### What needs to be done
How many lines in the labeled region records below contain the string "bottle"? Reply with the number alone.

Labeled region records
* Begin *
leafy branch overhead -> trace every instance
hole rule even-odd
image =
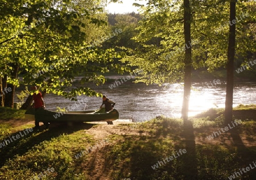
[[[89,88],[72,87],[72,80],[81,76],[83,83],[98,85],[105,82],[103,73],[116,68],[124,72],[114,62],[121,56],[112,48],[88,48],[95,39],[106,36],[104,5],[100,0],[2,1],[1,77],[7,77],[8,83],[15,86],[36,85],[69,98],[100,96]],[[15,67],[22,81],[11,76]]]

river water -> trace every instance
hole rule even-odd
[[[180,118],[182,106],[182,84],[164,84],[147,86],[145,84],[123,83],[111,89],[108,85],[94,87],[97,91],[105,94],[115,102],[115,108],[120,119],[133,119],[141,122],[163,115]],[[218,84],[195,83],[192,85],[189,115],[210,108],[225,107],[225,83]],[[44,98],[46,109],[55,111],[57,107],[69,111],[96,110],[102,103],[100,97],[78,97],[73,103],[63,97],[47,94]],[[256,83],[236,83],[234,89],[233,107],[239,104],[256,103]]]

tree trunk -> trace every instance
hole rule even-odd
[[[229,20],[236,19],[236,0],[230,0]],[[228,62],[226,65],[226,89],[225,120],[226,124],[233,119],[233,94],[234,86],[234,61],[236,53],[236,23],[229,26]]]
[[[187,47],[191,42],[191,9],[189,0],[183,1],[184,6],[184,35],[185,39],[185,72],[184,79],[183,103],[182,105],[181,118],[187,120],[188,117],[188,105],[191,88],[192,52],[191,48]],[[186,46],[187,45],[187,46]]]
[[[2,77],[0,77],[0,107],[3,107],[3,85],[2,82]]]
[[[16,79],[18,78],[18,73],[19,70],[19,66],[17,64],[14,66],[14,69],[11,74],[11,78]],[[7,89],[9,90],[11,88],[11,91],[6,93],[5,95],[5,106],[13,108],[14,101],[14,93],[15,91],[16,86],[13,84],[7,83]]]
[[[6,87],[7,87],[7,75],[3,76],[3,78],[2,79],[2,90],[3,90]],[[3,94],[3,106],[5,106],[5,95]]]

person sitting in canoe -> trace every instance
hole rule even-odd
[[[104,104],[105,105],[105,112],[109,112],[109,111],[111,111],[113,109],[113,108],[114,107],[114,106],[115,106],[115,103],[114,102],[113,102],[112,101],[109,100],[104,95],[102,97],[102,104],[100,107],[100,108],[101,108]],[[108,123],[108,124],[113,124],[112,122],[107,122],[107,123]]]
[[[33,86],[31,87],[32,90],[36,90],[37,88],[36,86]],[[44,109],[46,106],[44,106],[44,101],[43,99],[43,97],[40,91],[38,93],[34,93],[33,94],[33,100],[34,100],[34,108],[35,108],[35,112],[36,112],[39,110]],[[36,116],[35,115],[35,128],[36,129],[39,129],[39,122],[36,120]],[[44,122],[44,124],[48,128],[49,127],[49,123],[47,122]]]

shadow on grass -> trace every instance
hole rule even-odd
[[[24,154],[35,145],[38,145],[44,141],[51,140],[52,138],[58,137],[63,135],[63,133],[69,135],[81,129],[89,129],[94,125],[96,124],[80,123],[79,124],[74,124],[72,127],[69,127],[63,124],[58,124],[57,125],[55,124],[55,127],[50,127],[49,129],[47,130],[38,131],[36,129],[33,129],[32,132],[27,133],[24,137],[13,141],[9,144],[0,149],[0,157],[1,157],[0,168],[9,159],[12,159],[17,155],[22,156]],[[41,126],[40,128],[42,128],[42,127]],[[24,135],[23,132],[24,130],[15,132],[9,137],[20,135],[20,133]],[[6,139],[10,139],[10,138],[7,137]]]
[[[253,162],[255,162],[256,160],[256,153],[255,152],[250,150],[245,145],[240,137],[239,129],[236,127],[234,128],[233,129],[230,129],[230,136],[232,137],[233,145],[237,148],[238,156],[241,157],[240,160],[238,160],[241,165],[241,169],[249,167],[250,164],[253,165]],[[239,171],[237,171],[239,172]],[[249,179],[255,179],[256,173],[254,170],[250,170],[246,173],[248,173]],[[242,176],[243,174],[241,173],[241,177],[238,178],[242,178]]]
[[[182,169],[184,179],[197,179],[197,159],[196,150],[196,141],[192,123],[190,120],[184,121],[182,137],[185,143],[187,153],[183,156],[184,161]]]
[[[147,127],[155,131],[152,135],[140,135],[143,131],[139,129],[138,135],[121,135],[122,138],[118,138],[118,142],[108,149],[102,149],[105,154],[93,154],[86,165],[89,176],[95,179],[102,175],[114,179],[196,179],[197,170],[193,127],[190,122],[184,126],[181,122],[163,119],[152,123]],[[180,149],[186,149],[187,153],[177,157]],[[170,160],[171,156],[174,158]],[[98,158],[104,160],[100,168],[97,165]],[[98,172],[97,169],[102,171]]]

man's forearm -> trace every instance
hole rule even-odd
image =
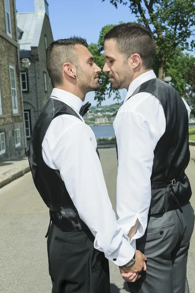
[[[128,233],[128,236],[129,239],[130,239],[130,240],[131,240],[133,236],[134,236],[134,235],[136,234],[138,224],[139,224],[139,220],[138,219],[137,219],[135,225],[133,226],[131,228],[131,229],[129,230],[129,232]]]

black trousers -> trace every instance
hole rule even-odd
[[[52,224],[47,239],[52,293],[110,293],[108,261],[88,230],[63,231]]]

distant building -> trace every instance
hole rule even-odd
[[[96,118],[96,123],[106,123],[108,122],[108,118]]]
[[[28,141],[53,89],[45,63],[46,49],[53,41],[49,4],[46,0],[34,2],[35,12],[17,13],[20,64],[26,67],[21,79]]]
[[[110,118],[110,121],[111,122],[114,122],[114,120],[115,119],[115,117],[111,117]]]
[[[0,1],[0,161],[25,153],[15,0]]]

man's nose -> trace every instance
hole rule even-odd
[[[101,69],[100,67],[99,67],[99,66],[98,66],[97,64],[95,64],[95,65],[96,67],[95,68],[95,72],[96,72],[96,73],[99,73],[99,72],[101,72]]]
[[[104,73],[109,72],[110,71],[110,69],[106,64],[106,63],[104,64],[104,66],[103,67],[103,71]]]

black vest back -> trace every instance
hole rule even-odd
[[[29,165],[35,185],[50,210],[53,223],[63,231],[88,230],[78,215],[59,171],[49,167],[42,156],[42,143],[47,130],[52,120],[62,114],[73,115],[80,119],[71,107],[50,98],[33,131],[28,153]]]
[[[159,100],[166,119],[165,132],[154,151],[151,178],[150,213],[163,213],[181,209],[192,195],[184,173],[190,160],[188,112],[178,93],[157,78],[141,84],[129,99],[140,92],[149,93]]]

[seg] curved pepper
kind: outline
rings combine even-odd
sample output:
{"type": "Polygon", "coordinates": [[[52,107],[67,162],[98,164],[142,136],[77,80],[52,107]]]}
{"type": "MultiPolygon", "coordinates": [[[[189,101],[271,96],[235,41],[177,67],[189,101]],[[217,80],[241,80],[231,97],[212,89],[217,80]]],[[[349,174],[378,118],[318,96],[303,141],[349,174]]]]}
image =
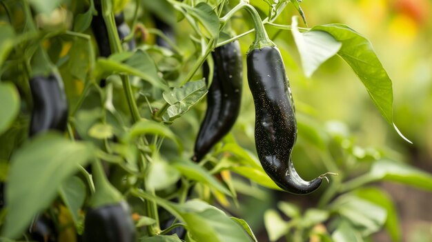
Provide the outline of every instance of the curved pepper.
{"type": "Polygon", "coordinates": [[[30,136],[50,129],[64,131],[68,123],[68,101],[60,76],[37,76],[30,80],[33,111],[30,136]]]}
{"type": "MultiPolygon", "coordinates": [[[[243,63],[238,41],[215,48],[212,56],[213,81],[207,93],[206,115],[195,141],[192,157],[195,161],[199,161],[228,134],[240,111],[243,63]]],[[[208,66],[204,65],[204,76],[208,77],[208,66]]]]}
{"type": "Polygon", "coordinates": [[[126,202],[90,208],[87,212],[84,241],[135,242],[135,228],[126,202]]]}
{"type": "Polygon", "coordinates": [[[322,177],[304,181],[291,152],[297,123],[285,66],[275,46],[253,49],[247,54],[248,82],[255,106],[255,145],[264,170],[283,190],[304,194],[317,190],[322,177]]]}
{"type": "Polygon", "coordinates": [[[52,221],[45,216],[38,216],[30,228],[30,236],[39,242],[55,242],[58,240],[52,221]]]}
* End *
* Begin *
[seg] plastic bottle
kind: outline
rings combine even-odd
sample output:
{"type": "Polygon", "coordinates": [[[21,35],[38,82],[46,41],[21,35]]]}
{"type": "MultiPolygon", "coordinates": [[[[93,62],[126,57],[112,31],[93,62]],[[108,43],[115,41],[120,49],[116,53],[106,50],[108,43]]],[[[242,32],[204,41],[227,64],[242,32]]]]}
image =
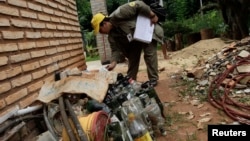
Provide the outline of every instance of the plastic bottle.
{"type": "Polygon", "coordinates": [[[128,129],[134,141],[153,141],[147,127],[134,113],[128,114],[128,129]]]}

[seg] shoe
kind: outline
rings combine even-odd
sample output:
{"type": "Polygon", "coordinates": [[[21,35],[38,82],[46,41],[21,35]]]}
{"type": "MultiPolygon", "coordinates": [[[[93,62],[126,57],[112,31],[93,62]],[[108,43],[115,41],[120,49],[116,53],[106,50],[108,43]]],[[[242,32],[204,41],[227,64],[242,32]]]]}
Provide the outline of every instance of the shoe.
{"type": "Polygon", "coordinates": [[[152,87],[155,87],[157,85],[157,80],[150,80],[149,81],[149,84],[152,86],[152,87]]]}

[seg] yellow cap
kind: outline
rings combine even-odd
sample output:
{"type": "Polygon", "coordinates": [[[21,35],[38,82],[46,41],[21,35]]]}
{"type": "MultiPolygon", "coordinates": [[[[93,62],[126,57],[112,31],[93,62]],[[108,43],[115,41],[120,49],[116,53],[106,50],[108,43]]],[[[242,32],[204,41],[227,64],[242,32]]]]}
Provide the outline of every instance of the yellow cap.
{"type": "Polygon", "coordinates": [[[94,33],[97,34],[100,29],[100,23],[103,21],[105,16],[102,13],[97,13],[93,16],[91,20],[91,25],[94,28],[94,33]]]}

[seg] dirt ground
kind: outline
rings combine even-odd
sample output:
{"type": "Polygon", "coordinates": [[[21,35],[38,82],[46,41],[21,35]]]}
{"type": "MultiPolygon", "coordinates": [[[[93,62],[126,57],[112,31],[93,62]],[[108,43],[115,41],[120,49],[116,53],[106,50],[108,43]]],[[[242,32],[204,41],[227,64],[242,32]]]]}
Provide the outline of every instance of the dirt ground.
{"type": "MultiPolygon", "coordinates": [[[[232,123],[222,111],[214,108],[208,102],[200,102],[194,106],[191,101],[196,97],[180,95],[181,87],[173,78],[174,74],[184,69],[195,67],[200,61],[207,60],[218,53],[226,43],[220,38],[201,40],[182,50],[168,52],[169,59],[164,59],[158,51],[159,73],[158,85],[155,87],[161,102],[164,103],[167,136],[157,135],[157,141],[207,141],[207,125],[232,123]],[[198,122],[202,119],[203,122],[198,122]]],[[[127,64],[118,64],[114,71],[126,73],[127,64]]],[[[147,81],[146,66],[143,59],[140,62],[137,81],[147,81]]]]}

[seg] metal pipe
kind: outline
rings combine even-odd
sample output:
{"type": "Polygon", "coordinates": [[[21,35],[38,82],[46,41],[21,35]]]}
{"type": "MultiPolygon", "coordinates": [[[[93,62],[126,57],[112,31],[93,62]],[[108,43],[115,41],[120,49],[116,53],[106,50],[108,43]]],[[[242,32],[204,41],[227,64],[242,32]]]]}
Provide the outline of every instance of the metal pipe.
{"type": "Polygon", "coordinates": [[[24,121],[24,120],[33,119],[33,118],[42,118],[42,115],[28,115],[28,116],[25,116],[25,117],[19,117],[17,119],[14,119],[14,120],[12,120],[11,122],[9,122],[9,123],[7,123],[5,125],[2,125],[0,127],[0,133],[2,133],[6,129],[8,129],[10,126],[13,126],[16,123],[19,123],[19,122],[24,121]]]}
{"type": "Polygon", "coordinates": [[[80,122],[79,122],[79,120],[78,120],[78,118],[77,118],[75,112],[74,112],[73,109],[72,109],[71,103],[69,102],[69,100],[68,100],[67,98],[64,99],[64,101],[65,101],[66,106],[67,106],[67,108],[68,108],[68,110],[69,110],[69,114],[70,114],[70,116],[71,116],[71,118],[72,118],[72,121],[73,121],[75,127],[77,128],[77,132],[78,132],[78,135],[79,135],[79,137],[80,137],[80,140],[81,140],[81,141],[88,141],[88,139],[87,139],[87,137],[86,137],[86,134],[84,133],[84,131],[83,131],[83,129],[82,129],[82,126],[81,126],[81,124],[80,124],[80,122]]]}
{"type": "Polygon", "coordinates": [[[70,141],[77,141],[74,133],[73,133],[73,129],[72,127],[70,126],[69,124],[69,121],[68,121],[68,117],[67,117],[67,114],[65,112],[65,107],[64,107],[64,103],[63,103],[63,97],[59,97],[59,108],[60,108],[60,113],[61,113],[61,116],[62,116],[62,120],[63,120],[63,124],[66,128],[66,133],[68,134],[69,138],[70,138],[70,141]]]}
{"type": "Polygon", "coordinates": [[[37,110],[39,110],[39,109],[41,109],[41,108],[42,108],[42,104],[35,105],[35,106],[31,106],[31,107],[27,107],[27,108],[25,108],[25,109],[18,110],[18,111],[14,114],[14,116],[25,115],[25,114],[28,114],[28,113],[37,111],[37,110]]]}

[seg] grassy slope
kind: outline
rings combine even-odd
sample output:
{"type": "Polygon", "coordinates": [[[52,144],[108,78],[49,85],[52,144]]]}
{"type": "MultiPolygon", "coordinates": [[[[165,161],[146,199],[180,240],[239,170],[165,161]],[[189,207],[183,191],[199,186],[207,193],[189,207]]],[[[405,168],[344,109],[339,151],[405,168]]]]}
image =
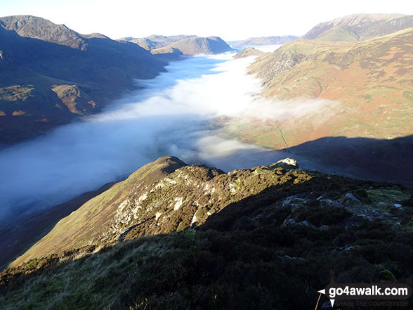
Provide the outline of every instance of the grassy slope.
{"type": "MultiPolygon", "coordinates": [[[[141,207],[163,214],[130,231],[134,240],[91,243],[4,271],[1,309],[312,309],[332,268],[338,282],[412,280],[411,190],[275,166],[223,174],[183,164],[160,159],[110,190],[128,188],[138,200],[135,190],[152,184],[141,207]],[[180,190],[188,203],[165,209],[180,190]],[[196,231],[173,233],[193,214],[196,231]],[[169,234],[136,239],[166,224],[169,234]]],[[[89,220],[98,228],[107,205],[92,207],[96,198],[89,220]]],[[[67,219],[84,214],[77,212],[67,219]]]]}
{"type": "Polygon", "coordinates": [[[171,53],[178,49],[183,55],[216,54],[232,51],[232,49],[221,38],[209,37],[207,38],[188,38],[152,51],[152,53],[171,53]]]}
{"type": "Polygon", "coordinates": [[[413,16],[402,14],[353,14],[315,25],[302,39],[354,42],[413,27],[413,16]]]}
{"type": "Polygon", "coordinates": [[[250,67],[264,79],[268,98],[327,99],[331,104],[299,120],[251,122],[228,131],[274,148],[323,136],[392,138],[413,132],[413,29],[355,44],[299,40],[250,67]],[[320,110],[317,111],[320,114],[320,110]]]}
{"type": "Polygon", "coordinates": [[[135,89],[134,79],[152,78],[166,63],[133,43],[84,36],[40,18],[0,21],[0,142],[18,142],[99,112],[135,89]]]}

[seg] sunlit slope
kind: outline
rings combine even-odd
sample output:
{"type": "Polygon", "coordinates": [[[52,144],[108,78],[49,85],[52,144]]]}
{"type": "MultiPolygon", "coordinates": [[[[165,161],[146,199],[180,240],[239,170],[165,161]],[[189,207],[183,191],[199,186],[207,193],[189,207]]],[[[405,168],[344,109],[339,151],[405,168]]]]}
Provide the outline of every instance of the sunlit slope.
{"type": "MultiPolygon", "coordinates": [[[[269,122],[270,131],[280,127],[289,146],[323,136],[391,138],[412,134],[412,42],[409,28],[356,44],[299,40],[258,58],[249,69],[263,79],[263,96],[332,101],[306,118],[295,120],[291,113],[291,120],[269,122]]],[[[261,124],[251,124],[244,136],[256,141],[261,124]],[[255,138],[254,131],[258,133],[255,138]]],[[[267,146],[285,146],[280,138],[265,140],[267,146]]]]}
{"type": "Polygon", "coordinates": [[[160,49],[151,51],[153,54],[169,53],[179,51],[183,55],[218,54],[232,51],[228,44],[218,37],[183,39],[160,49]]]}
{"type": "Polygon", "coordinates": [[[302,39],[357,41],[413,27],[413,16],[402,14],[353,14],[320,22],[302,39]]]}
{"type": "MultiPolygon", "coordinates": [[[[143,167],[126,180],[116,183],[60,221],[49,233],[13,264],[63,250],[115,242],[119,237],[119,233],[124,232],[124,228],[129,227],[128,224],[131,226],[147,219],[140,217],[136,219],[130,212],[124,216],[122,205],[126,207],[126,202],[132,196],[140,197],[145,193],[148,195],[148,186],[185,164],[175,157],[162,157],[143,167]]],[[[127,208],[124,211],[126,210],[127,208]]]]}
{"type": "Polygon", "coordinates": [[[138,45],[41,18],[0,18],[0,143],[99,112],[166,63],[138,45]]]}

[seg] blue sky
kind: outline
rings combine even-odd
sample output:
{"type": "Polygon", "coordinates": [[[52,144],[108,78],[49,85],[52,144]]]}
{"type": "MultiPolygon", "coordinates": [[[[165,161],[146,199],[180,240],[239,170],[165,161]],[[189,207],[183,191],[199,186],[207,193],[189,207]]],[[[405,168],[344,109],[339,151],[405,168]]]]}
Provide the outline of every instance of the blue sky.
* End *
### Completed exercise
2